Return all of the lines below exactly as they are.

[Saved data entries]
┌────────

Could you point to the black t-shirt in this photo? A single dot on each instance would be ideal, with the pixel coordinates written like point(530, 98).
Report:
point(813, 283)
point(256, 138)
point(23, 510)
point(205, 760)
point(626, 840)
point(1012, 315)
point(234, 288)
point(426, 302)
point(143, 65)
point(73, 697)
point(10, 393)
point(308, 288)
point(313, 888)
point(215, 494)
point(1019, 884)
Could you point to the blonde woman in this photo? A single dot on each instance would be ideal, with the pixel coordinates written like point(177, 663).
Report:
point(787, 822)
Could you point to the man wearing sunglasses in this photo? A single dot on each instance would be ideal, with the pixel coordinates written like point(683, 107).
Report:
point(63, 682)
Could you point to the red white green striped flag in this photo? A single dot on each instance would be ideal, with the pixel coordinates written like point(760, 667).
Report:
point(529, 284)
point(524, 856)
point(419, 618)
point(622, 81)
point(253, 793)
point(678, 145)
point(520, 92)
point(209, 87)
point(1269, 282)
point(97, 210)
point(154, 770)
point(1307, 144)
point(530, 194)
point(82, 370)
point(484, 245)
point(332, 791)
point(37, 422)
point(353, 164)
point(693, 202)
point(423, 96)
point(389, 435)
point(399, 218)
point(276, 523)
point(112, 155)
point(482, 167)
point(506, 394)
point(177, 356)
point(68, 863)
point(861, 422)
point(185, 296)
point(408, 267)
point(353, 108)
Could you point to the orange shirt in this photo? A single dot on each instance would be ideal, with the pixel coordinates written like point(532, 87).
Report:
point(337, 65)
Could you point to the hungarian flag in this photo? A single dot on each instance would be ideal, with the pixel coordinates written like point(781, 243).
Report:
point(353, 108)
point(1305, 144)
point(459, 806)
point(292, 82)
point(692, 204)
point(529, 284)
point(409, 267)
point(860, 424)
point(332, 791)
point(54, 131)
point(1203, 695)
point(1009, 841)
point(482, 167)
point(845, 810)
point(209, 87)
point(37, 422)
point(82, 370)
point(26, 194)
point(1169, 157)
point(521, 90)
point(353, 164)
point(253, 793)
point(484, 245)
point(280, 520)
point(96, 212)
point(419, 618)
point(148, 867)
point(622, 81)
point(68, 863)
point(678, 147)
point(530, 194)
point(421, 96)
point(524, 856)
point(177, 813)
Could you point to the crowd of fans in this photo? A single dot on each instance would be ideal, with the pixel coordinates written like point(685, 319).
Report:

└────────

Result of this exercise —
Could you point to the black t-shirt in this photo? A single dot on each instance would be ideal, with the pixel coordinates written like point(530, 98).
Report:
point(813, 283)
point(256, 138)
point(23, 510)
point(205, 760)
point(626, 840)
point(1012, 315)
point(234, 288)
point(426, 302)
point(143, 65)
point(73, 697)
point(10, 393)
point(308, 288)
point(313, 888)
point(215, 494)
point(1019, 884)
Could you point to the blonde woman in this photo? A single dot on each instance would be ideal, with the pixel coordinates written like point(177, 663).
Report:
point(787, 822)
Could you point to the man wearing sunglasses in this photo? A single dot on each instance would be ideal, with the pixel coordinates written like point(683, 107).
Report:
point(63, 682)
Could you point to the red white green striped flag in this photo? A single dot on each instance would be ideal, with the pixel coordinates written like point(760, 667).
Report:
point(529, 284)
point(524, 856)
point(419, 618)
point(622, 81)
point(253, 793)
point(678, 145)
point(520, 92)
point(209, 87)
point(1269, 282)
point(97, 210)
point(154, 770)
point(1307, 144)
point(530, 194)
point(82, 370)
point(484, 245)
point(332, 791)
point(37, 422)
point(353, 164)
point(693, 202)
point(423, 96)
point(389, 435)
point(399, 218)
point(276, 523)
point(112, 155)
point(482, 167)
point(506, 394)
point(177, 356)
point(68, 863)
point(861, 422)
point(185, 296)
point(408, 267)
point(353, 108)
Could you point to the orange shirt in this photo? A single dot on each instance would be ideal, with the pixel coordinates written like point(532, 87).
Report:
point(337, 65)
Could you point to the hungarian flag in this photo? A single dot on each instance would be ideal, with the pixel coordinates written like point(781, 243).
Report:
point(353, 108)
point(1305, 144)
point(459, 806)
point(292, 82)
point(692, 204)
point(529, 284)
point(409, 267)
point(860, 424)
point(332, 791)
point(54, 131)
point(1203, 695)
point(1009, 841)
point(482, 167)
point(845, 810)
point(209, 87)
point(37, 422)
point(82, 370)
point(26, 194)
point(1169, 157)
point(521, 90)
point(353, 164)
point(253, 793)
point(484, 245)
point(280, 520)
point(96, 212)
point(419, 618)
point(148, 867)
point(622, 81)
point(68, 863)
point(678, 147)
point(530, 194)
point(421, 96)
point(524, 856)
point(177, 813)
Could you point to the crowd of fans in this photo? A single dot on each instance would be ideal, with the pixel coordinates written like point(685, 319).
Report:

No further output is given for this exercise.